→ **ASSIGNMENT**: Locate the string "after" throughout the material and copy every line in which it occurs.

→ **MATERIAL PROVIDED**:
------------------------------------
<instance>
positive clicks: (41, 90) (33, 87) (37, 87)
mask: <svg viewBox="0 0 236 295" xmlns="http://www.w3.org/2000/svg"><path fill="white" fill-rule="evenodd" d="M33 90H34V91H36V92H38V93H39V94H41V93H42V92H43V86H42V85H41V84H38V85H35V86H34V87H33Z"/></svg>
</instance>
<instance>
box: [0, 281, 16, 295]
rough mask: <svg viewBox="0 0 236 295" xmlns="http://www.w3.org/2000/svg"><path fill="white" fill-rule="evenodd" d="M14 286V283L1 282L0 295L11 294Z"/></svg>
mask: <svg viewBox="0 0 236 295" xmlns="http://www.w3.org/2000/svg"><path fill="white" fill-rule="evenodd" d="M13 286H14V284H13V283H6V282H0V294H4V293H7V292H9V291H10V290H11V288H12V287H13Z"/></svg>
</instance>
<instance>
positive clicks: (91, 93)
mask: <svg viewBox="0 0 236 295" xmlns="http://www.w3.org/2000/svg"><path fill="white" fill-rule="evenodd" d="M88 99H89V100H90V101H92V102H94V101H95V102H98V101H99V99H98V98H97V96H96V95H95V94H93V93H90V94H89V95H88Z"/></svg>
------------------------------------
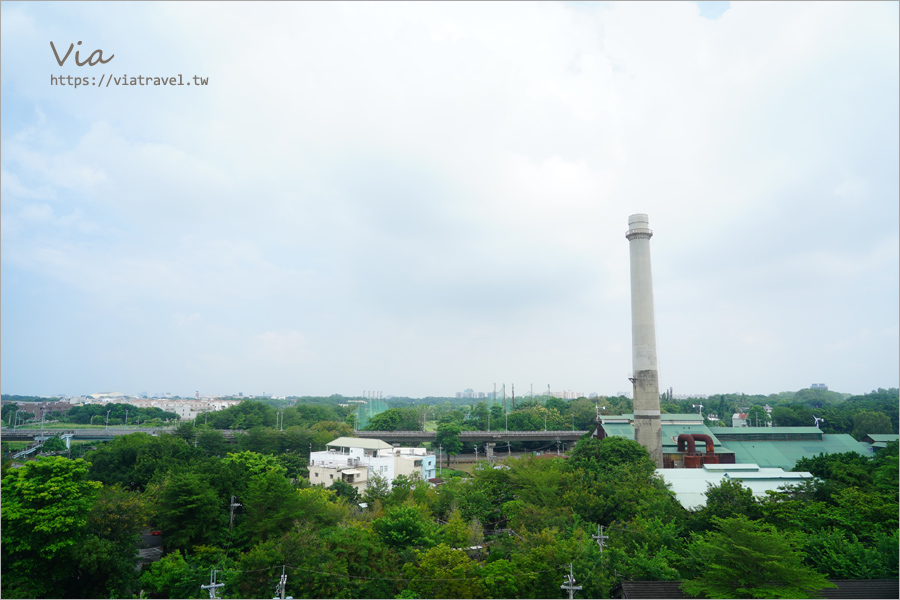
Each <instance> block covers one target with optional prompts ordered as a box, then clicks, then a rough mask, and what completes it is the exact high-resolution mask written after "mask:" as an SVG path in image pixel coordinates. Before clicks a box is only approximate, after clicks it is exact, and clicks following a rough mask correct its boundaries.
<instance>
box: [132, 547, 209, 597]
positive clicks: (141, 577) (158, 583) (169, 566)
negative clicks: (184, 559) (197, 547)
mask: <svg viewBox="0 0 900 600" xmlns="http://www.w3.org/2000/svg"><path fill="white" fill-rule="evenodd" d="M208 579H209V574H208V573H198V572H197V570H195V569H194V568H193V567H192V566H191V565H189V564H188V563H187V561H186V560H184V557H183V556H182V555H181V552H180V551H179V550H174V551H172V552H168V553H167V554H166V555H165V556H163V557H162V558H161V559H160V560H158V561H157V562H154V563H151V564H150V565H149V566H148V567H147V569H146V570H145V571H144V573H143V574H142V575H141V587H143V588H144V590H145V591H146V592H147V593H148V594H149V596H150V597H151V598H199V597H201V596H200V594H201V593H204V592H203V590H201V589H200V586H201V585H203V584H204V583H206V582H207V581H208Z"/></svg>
------------------------------------
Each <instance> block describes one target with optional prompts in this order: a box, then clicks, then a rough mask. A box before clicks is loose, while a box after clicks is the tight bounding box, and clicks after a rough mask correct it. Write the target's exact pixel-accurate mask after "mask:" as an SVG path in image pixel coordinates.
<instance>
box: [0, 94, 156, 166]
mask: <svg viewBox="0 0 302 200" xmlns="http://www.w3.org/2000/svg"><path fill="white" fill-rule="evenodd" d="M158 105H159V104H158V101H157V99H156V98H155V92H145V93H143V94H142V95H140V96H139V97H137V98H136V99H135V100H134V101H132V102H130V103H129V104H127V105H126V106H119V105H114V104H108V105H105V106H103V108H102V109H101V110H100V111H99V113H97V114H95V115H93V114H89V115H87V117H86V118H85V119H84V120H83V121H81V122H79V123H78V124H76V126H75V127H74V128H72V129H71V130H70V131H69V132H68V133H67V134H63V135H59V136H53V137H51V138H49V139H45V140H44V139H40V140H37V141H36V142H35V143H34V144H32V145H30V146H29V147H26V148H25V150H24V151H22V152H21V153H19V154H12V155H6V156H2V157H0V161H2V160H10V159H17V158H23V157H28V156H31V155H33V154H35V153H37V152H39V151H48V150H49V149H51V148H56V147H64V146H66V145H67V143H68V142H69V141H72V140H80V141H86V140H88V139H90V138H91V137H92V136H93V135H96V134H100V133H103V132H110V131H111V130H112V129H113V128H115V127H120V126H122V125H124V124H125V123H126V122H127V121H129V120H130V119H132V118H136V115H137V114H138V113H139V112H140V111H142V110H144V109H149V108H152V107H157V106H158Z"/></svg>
------------------------------------
→ **ANSWER SECTION**:
Each <instance> block covers one target with optional prompts ordered as a box, then clicks, then a rough mask, and what completes it is the exact high-resolution mask written after "mask:" as an SVG path in image pixel coordinates. Before clicks a box is only approximate, after clicks it is exact, and clicks following a rough mask correct its boundaries.
Each <instance> block describes one target with optional prompts in this order: a box, then clicks, then a rough mask. A box before clicks is loose, while a box after clicks is the tight bounding box, and clicks after a rough mask correct it. Write the target's exact pixel-accurate mask after "mask:" as an SVG path in image pixel coordinates.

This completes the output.